[Saved entries]
━━━━━━

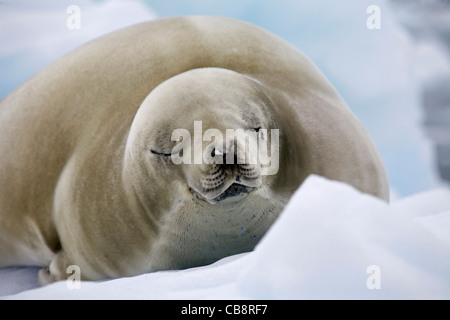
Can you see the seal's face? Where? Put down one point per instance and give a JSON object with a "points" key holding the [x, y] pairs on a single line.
{"points": [[205, 145]]}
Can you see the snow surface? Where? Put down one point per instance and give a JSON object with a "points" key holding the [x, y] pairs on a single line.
{"points": [[325, 245]]}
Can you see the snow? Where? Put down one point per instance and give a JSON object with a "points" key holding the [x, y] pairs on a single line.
{"points": [[330, 242]]}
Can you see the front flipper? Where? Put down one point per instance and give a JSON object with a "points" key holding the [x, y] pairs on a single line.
{"points": [[57, 271]]}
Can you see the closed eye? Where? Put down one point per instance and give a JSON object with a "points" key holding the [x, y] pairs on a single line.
{"points": [[160, 153]]}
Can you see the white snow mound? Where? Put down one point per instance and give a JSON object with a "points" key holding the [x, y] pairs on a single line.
{"points": [[331, 242]]}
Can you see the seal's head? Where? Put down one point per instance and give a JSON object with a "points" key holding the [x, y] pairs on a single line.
{"points": [[203, 138]]}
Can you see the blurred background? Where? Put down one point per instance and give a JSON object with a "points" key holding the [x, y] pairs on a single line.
{"points": [[391, 65]]}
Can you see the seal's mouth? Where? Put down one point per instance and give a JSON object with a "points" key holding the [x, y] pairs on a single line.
{"points": [[234, 190]]}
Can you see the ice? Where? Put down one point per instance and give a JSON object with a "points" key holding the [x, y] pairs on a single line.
{"points": [[329, 243]]}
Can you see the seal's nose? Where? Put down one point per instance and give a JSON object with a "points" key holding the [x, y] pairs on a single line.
{"points": [[225, 180]]}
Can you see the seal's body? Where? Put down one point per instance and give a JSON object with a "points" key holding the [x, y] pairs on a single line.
{"points": [[86, 176]]}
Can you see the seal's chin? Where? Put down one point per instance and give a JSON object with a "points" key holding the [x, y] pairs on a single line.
{"points": [[235, 190]]}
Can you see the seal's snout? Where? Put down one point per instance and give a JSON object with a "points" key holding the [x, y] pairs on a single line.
{"points": [[222, 181]]}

━━━━━━

Set down the data exactly as it appears, without any images.

Can you see the seal's face? Where? Put down one point per instance and give a JSON object with a "points" key holding the [x, y] pairs on a single line.
{"points": [[205, 145]]}
Can you see the snow surface? Where? Put down one point per instance and give a JSON object with a "points" key holding the [x, y] pairs on a single line.
{"points": [[325, 245]]}
Can you see the snow? Where? Put down one point per instance and give a JSON object with a "points" key holding the [x, y] pairs on a single line.
{"points": [[330, 242]]}
Can you see the front flipper? Where? Put down one point per instance and give a JSON object with a "points" key holding the [x, y] pairs on a single line.
{"points": [[57, 271]]}
Can you see the closed eye? Where? Put down one point per instance and give a JSON object with a "points" key holding the [x, y] pairs on a single line.
{"points": [[160, 153]]}
Can you see the white snow mound? Where? Put down one point per instance and give a JSON object with a "points" key holding the [x, y] pairs on a single line.
{"points": [[331, 242]]}
Can you see the seal's head? Where? Put down one point per instance and give a JSON object with a "points" key holding the [x, y] pairs on a single line.
{"points": [[203, 138]]}
Can you see the blurred background? Where? Put down one point per instance and give a JSON object with a "points" key holding the [x, y] pairs on a single line.
{"points": [[391, 65]]}
Can you see the seal's mouth? Where? Put down one point per instance and give a JSON object with a "points" key holding the [x, y] pairs on a single line.
{"points": [[234, 190]]}
Can you see the ice? Where? Put down one point per instance and give a JSON object with a "points" key holding the [x, y] pairs on a single line.
{"points": [[329, 243]]}
Can you see the seal's nose? Where? Put down one point per instance and give a JSON object with a "points" key holding the [x, y] pairs on a single line.
{"points": [[225, 180]]}
Can you see the seal's body? Where? Put down one point per instance and give a JSON object with a "points" key holding the [x, y] pairs on a single line.
{"points": [[86, 176]]}
Can you see the seal's chin? Where? Put down one point per instance and give a JSON object with a "points" key holding the [x, y] pairs on a single line.
{"points": [[235, 190]]}
Can you see the seal's snout? Where? Put down one point per instance and give a JSON object with a "points" key holding the [x, y] pairs on a single line.
{"points": [[222, 181]]}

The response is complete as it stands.